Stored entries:
....................

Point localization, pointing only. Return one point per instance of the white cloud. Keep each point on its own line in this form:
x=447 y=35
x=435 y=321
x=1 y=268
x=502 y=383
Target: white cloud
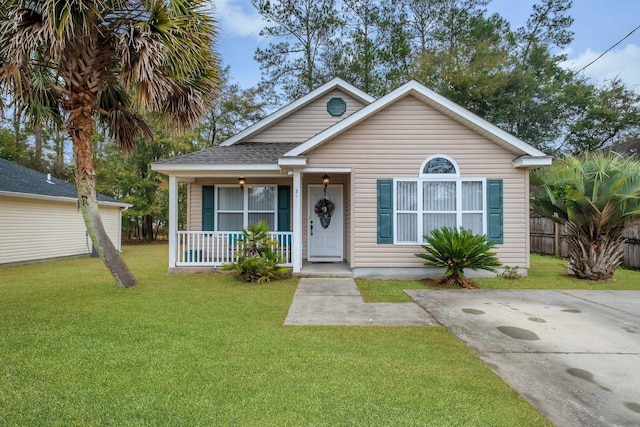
x=239 y=18
x=623 y=63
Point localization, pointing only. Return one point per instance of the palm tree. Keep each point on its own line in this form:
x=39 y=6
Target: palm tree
x=112 y=61
x=456 y=249
x=596 y=197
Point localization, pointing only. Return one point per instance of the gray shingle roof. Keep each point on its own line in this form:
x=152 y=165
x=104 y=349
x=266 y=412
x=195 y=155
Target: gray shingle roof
x=19 y=179
x=238 y=154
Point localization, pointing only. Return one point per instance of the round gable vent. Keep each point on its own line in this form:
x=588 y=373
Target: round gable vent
x=336 y=107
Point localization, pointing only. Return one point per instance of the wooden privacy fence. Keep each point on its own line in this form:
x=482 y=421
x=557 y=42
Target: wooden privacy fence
x=547 y=239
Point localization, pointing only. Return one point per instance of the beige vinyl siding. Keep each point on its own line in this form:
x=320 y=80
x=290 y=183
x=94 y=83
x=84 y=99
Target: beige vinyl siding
x=32 y=229
x=394 y=143
x=308 y=121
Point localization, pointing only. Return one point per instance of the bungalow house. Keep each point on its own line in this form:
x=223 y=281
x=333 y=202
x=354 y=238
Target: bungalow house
x=39 y=217
x=341 y=177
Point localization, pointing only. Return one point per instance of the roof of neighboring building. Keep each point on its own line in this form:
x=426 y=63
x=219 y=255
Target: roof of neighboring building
x=15 y=178
x=243 y=153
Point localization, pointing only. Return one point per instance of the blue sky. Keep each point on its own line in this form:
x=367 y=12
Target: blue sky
x=598 y=25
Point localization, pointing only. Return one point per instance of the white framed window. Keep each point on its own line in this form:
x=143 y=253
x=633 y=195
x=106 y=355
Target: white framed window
x=439 y=197
x=237 y=207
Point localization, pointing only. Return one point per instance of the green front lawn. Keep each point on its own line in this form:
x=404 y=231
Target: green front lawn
x=546 y=272
x=202 y=349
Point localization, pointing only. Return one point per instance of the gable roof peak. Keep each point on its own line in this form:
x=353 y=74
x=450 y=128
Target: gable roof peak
x=436 y=101
x=336 y=83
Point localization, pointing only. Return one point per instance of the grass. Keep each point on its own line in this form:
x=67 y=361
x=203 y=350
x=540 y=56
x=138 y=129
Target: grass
x=203 y=349
x=546 y=272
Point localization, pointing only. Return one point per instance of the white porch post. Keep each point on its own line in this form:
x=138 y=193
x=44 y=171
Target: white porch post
x=173 y=221
x=297 y=221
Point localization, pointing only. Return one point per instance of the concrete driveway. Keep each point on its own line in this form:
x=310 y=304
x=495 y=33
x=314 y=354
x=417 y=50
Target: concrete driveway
x=573 y=355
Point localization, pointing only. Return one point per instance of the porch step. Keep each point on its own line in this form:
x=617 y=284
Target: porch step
x=325 y=269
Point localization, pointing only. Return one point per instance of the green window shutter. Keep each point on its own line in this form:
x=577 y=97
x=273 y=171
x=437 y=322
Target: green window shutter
x=385 y=211
x=284 y=208
x=495 y=216
x=208 y=212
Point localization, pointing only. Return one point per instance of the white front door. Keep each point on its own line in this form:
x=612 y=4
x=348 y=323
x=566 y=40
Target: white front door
x=325 y=235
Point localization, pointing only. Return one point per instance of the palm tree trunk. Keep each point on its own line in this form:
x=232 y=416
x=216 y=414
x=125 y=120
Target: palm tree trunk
x=88 y=205
x=593 y=260
x=80 y=126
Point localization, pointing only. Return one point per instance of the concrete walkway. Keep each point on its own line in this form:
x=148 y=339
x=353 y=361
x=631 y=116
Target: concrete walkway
x=335 y=302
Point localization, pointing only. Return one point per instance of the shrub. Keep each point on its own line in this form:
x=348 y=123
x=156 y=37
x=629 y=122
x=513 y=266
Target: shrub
x=258 y=262
x=510 y=273
x=456 y=249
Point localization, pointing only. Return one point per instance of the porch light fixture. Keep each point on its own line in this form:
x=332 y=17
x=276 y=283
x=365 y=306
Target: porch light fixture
x=325 y=181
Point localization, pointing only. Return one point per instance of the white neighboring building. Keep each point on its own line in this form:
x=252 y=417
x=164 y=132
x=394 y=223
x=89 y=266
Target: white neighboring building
x=40 y=220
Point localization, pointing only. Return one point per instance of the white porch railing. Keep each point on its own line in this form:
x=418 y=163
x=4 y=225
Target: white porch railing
x=215 y=248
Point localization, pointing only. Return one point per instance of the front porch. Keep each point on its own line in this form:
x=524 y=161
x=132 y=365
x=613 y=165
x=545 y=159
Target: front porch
x=219 y=207
x=216 y=248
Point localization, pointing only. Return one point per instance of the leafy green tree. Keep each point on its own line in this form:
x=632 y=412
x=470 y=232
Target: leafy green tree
x=456 y=250
x=596 y=197
x=607 y=115
x=110 y=57
x=300 y=30
x=233 y=110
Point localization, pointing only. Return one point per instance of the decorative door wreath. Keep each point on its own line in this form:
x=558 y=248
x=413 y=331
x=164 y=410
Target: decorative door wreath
x=324 y=209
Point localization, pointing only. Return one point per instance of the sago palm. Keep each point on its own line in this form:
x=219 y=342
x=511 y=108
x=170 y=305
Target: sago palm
x=596 y=197
x=456 y=250
x=111 y=60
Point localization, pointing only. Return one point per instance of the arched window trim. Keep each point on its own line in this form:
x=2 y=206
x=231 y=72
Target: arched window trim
x=439 y=175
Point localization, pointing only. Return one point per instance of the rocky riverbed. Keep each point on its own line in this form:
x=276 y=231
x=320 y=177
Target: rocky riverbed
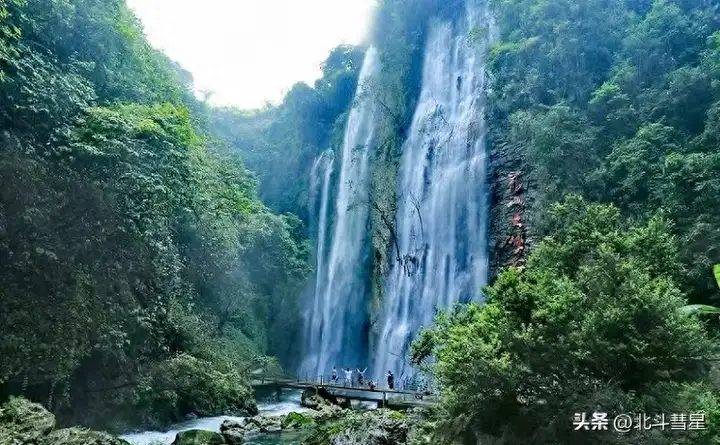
x=25 y=423
x=317 y=418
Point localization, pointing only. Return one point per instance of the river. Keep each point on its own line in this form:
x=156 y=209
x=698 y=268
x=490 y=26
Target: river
x=289 y=402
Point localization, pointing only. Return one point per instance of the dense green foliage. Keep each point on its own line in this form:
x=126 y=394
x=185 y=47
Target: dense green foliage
x=618 y=100
x=595 y=323
x=141 y=276
x=613 y=107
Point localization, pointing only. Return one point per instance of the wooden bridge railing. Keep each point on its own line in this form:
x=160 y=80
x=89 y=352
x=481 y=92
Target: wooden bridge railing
x=402 y=385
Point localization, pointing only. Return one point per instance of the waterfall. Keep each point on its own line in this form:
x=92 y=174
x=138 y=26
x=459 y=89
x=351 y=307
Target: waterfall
x=443 y=207
x=336 y=320
x=320 y=176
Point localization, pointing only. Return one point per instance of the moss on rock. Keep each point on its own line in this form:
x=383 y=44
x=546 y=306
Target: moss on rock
x=198 y=437
x=22 y=421
x=81 y=436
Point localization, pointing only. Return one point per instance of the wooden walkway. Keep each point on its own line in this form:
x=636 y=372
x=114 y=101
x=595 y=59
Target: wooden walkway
x=384 y=397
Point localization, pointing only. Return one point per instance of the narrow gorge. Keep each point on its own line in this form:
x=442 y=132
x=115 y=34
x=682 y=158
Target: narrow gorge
x=439 y=229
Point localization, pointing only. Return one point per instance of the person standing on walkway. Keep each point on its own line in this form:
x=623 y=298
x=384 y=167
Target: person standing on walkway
x=361 y=376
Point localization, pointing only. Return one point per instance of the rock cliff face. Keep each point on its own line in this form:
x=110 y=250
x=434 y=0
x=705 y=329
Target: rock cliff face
x=25 y=423
x=512 y=189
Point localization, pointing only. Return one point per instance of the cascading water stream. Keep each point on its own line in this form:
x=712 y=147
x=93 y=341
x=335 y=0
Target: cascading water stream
x=320 y=177
x=443 y=207
x=336 y=317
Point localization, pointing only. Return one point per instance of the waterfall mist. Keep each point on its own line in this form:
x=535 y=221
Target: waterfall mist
x=336 y=316
x=443 y=207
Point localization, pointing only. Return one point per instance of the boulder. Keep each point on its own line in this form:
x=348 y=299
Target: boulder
x=250 y=409
x=198 y=437
x=22 y=421
x=232 y=424
x=82 y=436
x=378 y=427
x=296 y=420
x=309 y=399
x=234 y=436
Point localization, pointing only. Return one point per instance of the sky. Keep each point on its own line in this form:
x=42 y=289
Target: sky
x=248 y=52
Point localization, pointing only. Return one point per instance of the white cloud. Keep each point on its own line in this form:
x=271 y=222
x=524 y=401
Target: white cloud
x=250 y=51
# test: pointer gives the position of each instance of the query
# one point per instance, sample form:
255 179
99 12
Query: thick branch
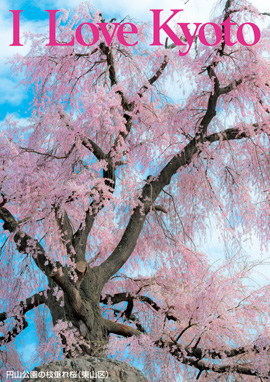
21 323
120 329
124 297
25 243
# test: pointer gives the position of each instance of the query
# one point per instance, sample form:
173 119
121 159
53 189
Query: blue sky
14 99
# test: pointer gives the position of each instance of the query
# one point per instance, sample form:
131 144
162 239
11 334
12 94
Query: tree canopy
106 189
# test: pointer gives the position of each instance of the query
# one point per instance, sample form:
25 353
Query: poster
134 186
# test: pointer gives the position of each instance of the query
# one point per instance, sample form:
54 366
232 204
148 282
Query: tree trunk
86 327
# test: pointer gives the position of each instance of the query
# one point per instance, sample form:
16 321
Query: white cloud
10 92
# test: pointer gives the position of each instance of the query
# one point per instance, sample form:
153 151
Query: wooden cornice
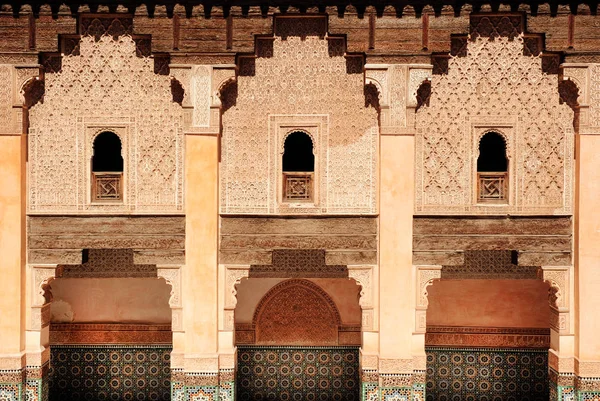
223 8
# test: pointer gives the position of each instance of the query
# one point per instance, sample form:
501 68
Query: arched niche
297 312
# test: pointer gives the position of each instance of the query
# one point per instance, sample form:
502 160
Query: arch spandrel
299 78
101 87
494 82
296 312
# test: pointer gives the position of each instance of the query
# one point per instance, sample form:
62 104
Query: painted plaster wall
344 293
489 303
122 300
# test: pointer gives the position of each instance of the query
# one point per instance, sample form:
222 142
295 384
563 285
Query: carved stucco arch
365 277
557 277
502 134
285 136
297 312
285 286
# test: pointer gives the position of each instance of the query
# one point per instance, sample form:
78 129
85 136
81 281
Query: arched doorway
298 345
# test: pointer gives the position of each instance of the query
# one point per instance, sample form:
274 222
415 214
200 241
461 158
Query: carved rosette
557 278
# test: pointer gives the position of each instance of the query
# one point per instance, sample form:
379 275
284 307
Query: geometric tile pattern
110 372
10 392
298 373
481 374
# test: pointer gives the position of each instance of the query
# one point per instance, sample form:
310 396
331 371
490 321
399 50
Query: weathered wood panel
492 226
293 226
541 241
60 239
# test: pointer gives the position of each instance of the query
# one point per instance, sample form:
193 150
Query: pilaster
12 265
398 356
587 279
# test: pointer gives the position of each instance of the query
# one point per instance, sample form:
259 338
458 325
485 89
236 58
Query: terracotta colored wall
122 300
344 293
489 303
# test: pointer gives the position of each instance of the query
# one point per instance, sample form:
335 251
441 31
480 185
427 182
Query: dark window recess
492 169
492 154
107 153
298 167
107 168
298 153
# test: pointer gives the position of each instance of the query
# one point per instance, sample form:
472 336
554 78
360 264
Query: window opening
492 169
298 165
107 168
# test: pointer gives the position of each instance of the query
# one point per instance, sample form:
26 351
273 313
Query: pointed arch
296 312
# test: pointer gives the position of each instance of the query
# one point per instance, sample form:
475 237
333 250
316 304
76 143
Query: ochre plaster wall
588 252
111 300
12 239
488 303
344 292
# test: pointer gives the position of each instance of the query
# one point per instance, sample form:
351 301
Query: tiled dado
298 373
500 337
393 387
109 372
486 374
203 387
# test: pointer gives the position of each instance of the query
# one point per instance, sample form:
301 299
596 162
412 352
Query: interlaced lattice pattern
495 82
106 86
303 77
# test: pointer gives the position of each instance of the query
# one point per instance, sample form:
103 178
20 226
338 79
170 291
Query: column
396 277
200 364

....................

Work to be completed:
Write out the lines from the start up to and including the line with "x=238 y=154", replacing "Target" with "Object" and keeping everything else the same. Leave the pictures out.

Solution to the problem:
Point localization, pointing only. Return one point per instance of the white cloud. Keep each point on its own line in this form:
x=447 y=35
x=435 y=321
x=1 y=268
x=502 y=383
Object: white cloud
x=239 y=18
x=623 y=63
Point localization, pointing only. Return one point per instance of the palm tree. Keep each point on its own line in this form:
x=39 y=6
Object: palm tree
x=112 y=61
x=456 y=249
x=596 y=197
Point localization, pointing only. Return one point per instance of the gray shingle roof. Keep each point on its own line in this form:
x=152 y=165
x=104 y=349
x=266 y=412
x=195 y=155
Object: gray shingle roof
x=19 y=179
x=238 y=154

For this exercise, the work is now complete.